» **EXTRACTED RECORDS**
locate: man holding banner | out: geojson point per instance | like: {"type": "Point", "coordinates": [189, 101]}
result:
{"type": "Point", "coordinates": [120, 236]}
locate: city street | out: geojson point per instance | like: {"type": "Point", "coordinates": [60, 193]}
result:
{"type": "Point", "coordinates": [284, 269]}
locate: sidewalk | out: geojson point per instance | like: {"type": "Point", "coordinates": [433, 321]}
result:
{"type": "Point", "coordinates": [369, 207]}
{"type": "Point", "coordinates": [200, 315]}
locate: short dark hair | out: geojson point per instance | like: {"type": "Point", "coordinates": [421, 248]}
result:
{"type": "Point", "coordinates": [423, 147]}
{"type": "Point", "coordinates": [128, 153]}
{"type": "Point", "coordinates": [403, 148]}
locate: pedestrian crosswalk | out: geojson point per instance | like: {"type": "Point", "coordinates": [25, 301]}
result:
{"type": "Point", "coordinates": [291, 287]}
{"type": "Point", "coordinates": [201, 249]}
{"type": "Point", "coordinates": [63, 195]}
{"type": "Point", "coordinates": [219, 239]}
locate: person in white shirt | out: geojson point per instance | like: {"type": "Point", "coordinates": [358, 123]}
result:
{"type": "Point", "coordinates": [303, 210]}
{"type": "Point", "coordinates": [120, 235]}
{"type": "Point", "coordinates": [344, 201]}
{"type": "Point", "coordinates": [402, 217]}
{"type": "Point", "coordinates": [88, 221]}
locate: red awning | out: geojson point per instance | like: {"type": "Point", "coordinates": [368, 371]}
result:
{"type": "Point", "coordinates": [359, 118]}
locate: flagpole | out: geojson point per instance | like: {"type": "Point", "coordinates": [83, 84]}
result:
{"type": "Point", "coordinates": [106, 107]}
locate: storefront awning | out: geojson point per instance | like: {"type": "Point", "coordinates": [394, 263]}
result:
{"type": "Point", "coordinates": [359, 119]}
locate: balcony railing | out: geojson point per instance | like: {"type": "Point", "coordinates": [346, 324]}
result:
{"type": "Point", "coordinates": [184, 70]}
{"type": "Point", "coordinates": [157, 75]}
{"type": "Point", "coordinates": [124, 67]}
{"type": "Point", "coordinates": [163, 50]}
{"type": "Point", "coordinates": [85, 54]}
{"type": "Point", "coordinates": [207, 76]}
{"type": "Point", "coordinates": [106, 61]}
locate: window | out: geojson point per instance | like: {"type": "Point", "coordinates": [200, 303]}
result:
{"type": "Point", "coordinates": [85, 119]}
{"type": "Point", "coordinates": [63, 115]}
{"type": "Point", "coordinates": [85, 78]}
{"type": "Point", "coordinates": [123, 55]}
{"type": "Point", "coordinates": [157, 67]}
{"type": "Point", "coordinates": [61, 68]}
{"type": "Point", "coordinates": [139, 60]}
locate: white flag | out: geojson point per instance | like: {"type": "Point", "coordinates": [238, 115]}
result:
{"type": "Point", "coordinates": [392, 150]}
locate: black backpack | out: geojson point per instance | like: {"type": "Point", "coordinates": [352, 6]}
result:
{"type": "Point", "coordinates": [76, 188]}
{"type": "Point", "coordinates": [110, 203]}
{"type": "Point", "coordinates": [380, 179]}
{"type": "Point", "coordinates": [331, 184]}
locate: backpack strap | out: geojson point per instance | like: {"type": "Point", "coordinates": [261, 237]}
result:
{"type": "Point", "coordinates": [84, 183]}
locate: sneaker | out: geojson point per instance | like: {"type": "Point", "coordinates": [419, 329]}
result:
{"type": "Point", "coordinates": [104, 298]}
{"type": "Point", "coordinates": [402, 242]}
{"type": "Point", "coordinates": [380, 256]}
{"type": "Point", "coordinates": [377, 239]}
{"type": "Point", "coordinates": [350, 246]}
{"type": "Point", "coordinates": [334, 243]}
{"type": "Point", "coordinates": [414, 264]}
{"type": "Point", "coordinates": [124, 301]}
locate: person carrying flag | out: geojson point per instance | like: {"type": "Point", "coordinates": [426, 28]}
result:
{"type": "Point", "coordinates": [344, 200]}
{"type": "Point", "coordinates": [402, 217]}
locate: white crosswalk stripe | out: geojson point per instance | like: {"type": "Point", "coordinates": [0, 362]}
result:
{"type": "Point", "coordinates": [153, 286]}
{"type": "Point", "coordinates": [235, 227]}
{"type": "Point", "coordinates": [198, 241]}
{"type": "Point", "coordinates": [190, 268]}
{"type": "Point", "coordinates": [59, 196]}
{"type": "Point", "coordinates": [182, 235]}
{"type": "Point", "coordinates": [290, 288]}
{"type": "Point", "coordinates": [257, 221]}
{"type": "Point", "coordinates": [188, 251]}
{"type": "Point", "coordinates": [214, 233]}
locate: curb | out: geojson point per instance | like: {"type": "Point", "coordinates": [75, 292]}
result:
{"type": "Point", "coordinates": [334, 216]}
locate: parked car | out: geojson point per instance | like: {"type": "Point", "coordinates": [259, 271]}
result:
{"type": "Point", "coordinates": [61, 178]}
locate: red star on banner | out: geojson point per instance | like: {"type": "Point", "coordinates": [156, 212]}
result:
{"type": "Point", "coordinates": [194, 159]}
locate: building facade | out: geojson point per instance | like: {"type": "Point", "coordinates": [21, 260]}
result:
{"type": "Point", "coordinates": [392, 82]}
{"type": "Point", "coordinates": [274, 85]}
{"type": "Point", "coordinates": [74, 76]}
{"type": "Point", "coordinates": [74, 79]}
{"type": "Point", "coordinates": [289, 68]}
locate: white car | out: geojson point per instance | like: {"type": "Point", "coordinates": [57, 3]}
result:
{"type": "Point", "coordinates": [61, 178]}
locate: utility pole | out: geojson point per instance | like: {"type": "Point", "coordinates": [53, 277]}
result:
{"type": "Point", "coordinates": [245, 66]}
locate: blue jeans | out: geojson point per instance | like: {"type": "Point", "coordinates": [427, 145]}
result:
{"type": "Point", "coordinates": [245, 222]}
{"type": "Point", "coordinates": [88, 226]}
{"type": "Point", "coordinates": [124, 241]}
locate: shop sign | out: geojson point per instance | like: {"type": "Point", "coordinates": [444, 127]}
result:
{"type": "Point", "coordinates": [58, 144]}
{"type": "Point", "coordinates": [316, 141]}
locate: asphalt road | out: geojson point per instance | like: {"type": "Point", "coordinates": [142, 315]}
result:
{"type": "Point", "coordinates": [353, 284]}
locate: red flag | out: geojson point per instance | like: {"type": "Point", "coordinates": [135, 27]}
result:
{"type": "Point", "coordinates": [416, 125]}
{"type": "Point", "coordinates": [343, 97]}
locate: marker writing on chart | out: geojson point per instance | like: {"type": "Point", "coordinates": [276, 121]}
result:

» **WHAT YOU SHOULD DO**
Type the material above out again, exactly.

» **OUTPUT FOR THIS TASK**
locate: man holding banner | out: geojson point per instance | like: {"type": "Point", "coordinates": [189, 101]}
result:
{"type": "Point", "coordinates": [120, 236]}
locate: city street | out: geojson point per instance | like: {"type": "Point", "coordinates": [60, 193]}
result:
{"type": "Point", "coordinates": [284, 269]}
locate: sidewalk | out: geojson point per instance | like: {"type": "Point", "coordinates": [433, 321]}
result:
{"type": "Point", "coordinates": [369, 207]}
{"type": "Point", "coordinates": [200, 315]}
locate: short dark hair | out: geojson point per instance | like: {"type": "Point", "coordinates": [421, 248]}
result:
{"type": "Point", "coordinates": [423, 147]}
{"type": "Point", "coordinates": [128, 153]}
{"type": "Point", "coordinates": [403, 148]}
locate: pedestrian crosswalk | out: geojson point per instance | like: {"type": "Point", "coordinates": [25, 301]}
result:
{"type": "Point", "coordinates": [291, 287]}
{"type": "Point", "coordinates": [201, 249]}
{"type": "Point", "coordinates": [63, 195]}
{"type": "Point", "coordinates": [219, 239]}
locate: person in white shirt | out: geojson point per instance | like: {"type": "Point", "coordinates": [358, 123]}
result:
{"type": "Point", "coordinates": [303, 210]}
{"type": "Point", "coordinates": [120, 235]}
{"type": "Point", "coordinates": [344, 201]}
{"type": "Point", "coordinates": [402, 217]}
{"type": "Point", "coordinates": [88, 221]}
locate: red awning | out: geojson point per instance | like: {"type": "Point", "coordinates": [368, 371]}
result:
{"type": "Point", "coordinates": [359, 118]}
locate: flagpole | out: geojson point per instance | like: {"type": "Point", "coordinates": [83, 84]}
result:
{"type": "Point", "coordinates": [106, 107]}
locate: storefront awning | out: geojson point per instance | like: {"type": "Point", "coordinates": [394, 263]}
result:
{"type": "Point", "coordinates": [359, 119]}
locate: balcony railing | out: geojson point per instance | like: {"type": "Point", "coordinates": [346, 324]}
result:
{"type": "Point", "coordinates": [184, 70]}
{"type": "Point", "coordinates": [157, 75]}
{"type": "Point", "coordinates": [124, 67]}
{"type": "Point", "coordinates": [163, 50]}
{"type": "Point", "coordinates": [85, 54]}
{"type": "Point", "coordinates": [207, 76]}
{"type": "Point", "coordinates": [106, 61]}
locate: window | out: geojson point per instance | like: {"type": "Point", "coordinates": [200, 303]}
result:
{"type": "Point", "coordinates": [85, 119]}
{"type": "Point", "coordinates": [63, 115]}
{"type": "Point", "coordinates": [85, 78]}
{"type": "Point", "coordinates": [123, 55]}
{"type": "Point", "coordinates": [157, 67]}
{"type": "Point", "coordinates": [61, 68]}
{"type": "Point", "coordinates": [139, 60]}
locate: white flag | out: geojson point per instance | like: {"type": "Point", "coordinates": [238, 115]}
result:
{"type": "Point", "coordinates": [392, 150]}
locate: black backpack | out: geojson point per instance | like: {"type": "Point", "coordinates": [352, 6]}
result:
{"type": "Point", "coordinates": [76, 188]}
{"type": "Point", "coordinates": [110, 203]}
{"type": "Point", "coordinates": [380, 179]}
{"type": "Point", "coordinates": [331, 184]}
locate: backpack strap | out: geojson point per instance | like: {"type": "Point", "coordinates": [261, 237]}
result:
{"type": "Point", "coordinates": [84, 183]}
locate: sneaker | out: geojson point per instance | like: {"type": "Point", "coordinates": [419, 329]}
result:
{"type": "Point", "coordinates": [104, 298]}
{"type": "Point", "coordinates": [402, 242]}
{"type": "Point", "coordinates": [380, 256]}
{"type": "Point", "coordinates": [377, 239]}
{"type": "Point", "coordinates": [350, 246]}
{"type": "Point", "coordinates": [334, 243]}
{"type": "Point", "coordinates": [414, 264]}
{"type": "Point", "coordinates": [124, 301]}
locate: person carrying flag | out: geojson point per instance | like: {"type": "Point", "coordinates": [426, 28]}
result:
{"type": "Point", "coordinates": [344, 200]}
{"type": "Point", "coordinates": [402, 217]}
locate: white crosswalk stripe | out: geojson point per instance | like: {"type": "Point", "coordinates": [0, 362]}
result:
{"type": "Point", "coordinates": [153, 286]}
{"type": "Point", "coordinates": [235, 227]}
{"type": "Point", "coordinates": [198, 241]}
{"type": "Point", "coordinates": [190, 268]}
{"type": "Point", "coordinates": [59, 196]}
{"type": "Point", "coordinates": [182, 235]}
{"type": "Point", "coordinates": [290, 288]}
{"type": "Point", "coordinates": [257, 221]}
{"type": "Point", "coordinates": [188, 251]}
{"type": "Point", "coordinates": [214, 233]}
locate: curb | out: geojson point per instance | like: {"type": "Point", "coordinates": [75, 292]}
result:
{"type": "Point", "coordinates": [334, 216]}
locate: parked car | out: geojson point per instance | like: {"type": "Point", "coordinates": [259, 271]}
result:
{"type": "Point", "coordinates": [61, 178]}
locate: red star on banner | out: geojson point per instance | like: {"type": "Point", "coordinates": [156, 212]}
result:
{"type": "Point", "coordinates": [194, 159]}
locate: building facade | out: geojson point per instance | like: {"type": "Point", "coordinates": [21, 260]}
result:
{"type": "Point", "coordinates": [392, 82]}
{"type": "Point", "coordinates": [274, 85]}
{"type": "Point", "coordinates": [74, 76]}
{"type": "Point", "coordinates": [74, 79]}
{"type": "Point", "coordinates": [289, 68]}
locate: white car | out: geojson point per instance | like: {"type": "Point", "coordinates": [57, 3]}
result:
{"type": "Point", "coordinates": [61, 178]}
locate: utility pole | out: geojson point per instance | like: {"type": "Point", "coordinates": [53, 277]}
result:
{"type": "Point", "coordinates": [245, 66]}
locate: blue jeans | out: geojson point per instance | like: {"type": "Point", "coordinates": [427, 145]}
result:
{"type": "Point", "coordinates": [245, 222]}
{"type": "Point", "coordinates": [88, 226]}
{"type": "Point", "coordinates": [124, 241]}
locate: shop sign | out: geojson point per instance | like: {"type": "Point", "coordinates": [444, 127]}
result:
{"type": "Point", "coordinates": [58, 144]}
{"type": "Point", "coordinates": [316, 141]}
locate: asphalt road | out: geojson point per instance | like: {"type": "Point", "coordinates": [142, 315]}
result:
{"type": "Point", "coordinates": [353, 284]}
locate: red flag | out: geojson point per instance | like: {"type": "Point", "coordinates": [135, 27]}
result:
{"type": "Point", "coordinates": [416, 125]}
{"type": "Point", "coordinates": [343, 97]}
locate: marker writing on chart | out: geojson point per instance | like: {"type": "Point", "coordinates": [276, 121]}
result:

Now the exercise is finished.